__DESCRIPTION OF THE TASK__
Please rewrite every line of the entries below as a numbered list, skipping blank lines and leaving out the pictures.

Pointing records
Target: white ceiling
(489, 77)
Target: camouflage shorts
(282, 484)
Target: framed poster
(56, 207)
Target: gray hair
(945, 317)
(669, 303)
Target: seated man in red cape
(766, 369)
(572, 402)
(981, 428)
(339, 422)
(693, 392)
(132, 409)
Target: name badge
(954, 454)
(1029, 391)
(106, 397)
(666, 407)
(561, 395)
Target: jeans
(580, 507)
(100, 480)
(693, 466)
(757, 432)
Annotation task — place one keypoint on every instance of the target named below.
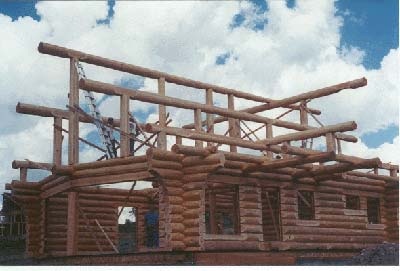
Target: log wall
(392, 212)
(334, 226)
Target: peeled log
(163, 155)
(288, 162)
(30, 164)
(337, 168)
(312, 133)
(216, 158)
(110, 170)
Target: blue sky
(370, 25)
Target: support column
(57, 141)
(197, 126)
(73, 123)
(269, 134)
(213, 221)
(209, 117)
(162, 116)
(124, 126)
(72, 224)
(23, 174)
(73, 156)
(330, 142)
(233, 123)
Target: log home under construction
(282, 202)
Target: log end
(8, 186)
(14, 164)
(18, 108)
(41, 47)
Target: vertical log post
(124, 126)
(73, 156)
(330, 142)
(213, 221)
(23, 174)
(57, 141)
(269, 134)
(162, 116)
(73, 123)
(303, 119)
(236, 210)
(178, 140)
(209, 117)
(339, 145)
(233, 128)
(393, 172)
(72, 223)
(198, 126)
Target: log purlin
(109, 89)
(54, 50)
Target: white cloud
(298, 50)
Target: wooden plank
(269, 134)
(109, 179)
(23, 174)
(198, 128)
(144, 96)
(213, 221)
(57, 142)
(162, 115)
(233, 129)
(124, 126)
(73, 123)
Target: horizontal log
(303, 246)
(164, 164)
(195, 151)
(163, 155)
(44, 111)
(312, 133)
(318, 93)
(111, 162)
(202, 168)
(310, 238)
(337, 168)
(109, 179)
(373, 176)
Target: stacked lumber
(196, 169)
(270, 214)
(26, 194)
(334, 226)
(250, 212)
(392, 212)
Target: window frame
(358, 207)
(301, 198)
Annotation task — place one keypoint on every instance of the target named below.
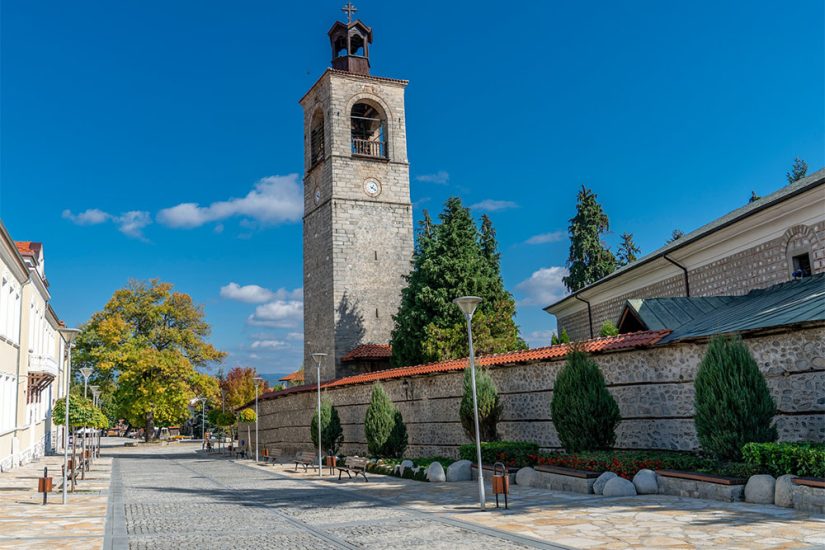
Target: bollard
(501, 482)
(44, 485)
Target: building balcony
(369, 148)
(41, 364)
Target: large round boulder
(760, 489)
(404, 465)
(783, 493)
(459, 471)
(645, 482)
(619, 487)
(527, 477)
(435, 473)
(598, 485)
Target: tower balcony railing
(369, 148)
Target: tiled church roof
(549, 353)
(368, 352)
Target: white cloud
(539, 338)
(278, 314)
(274, 199)
(92, 216)
(441, 177)
(254, 294)
(491, 205)
(543, 238)
(129, 223)
(268, 344)
(544, 286)
(132, 223)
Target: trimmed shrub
(799, 459)
(584, 413)
(383, 426)
(332, 434)
(489, 406)
(733, 404)
(514, 454)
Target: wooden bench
(306, 459)
(354, 465)
(272, 456)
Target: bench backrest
(356, 462)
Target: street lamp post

__WORKED ANSWER__
1. Target: white ceiling
2. (489, 77)
3. Target: camouflage shorts
4. (282, 484)
5. Target: framed poster
6. (56, 207)
7. Target: gray hair
8. (945, 317)
9. (669, 303)
10. Target: seated man in red cape
11. (766, 369)
12. (572, 402)
13. (981, 428)
14. (339, 422)
15. (693, 392)
16. (132, 409)
17. Target: name badge
18. (954, 454)
19. (1029, 391)
20. (106, 397)
21. (666, 407)
22. (561, 395)
23. Target: jeans
24. (580, 507)
25. (100, 480)
26. (693, 466)
27. (757, 432)
28. Annotation task — place one keypoint on every instance of the target named below.
29. Target: log wall
30. (392, 212)
31. (334, 226)
32. Target: peeled log
33. (163, 155)
34. (288, 162)
35. (30, 164)
36. (337, 168)
37. (312, 133)
38. (216, 158)
39. (110, 170)
40. Target: blue sky
41. (370, 25)
42. Target: support column
43. (57, 141)
44. (197, 126)
45. (73, 123)
46. (269, 134)
47. (213, 221)
48. (209, 117)
49. (162, 116)
50. (124, 126)
51. (72, 224)
52. (23, 174)
53. (73, 156)
54. (330, 142)
55. (233, 123)
56. Target: log home under construction
57. (282, 202)
58. Target: log end
59. (8, 186)
60. (14, 164)
61. (18, 108)
62. (41, 47)
63. Target: vertical log post
64. (124, 126)
65. (73, 156)
66. (330, 142)
67. (213, 221)
68. (23, 174)
69. (57, 141)
70. (269, 134)
71. (162, 116)
72. (73, 123)
73. (303, 119)
74. (236, 210)
75. (178, 140)
76. (209, 117)
77. (339, 145)
78. (233, 128)
79. (393, 172)
80. (72, 223)
81. (198, 126)
82. Target: log purlin
83. (109, 89)
84. (54, 50)
85. Target: white cloud
86. (298, 50)
87. Target: wooden plank
88. (269, 134)
89. (109, 179)
90. (23, 174)
91. (198, 128)
92. (144, 96)
93. (213, 221)
94. (57, 142)
95. (162, 115)
96. (233, 129)
97. (124, 126)
98. (73, 123)
99. Target: horizontal log
100. (303, 246)
101. (164, 164)
102. (195, 151)
103. (163, 155)
104. (44, 111)
105. (312, 133)
106. (318, 93)
107. (111, 162)
108. (202, 168)
109. (310, 238)
110. (337, 168)
111. (109, 179)
112. (373, 176)
113. Target: stacked lumber
114. (196, 169)
115. (270, 214)
116. (26, 194)
117. (334, 226)
118. (250, 212)
119. (392, 212)
120. Target: window frame
121. (358, 207)
122. (301, 198)
123. Annotation task — place one keypoint on every instance of the target named below.
124. Target: bollard
125. (501, 482)
126. (44, 485)
127. Target: building balcony
128. (369, 148)
129. (41, 364)
130. Target: large round boulder
131. (760, 489)
132. (404, 465)
133. (783, 493)
134. (459, 471)
135. (645, 482)
136. (619, 487)
137. (527, 477)
138. (435, 473)
139. (598, 485)
140. Target: tower balcony railing
141. (369, 148)
142. Target: tiled church roof
143. (549, 353)
144. (368, 352)
145. Target: white cloud
146. (539, 338)
147. (278, 314)
148. (274, 199)
149. (92, 216)
150. (441, 177)
151. (254, 294)
152. (491, 205)
153. (543, 238)
154. (129, 223)
155. (268, 344)
156. (544, 286)
157. (132, 223)
158. Target: trimmed shrub
159. (799, 459)
160. (584, 413)
161. (383, 426)
162. (332, 434)
163. (489, 406)
164. (733, 404)
165. (514, 454)
166. Target: wooden bench
167. (306, 459)
168. (354, 465)
169. (272, 456)
170. Target: bench backrest
171. (356, 462)
172. Target: street lamp post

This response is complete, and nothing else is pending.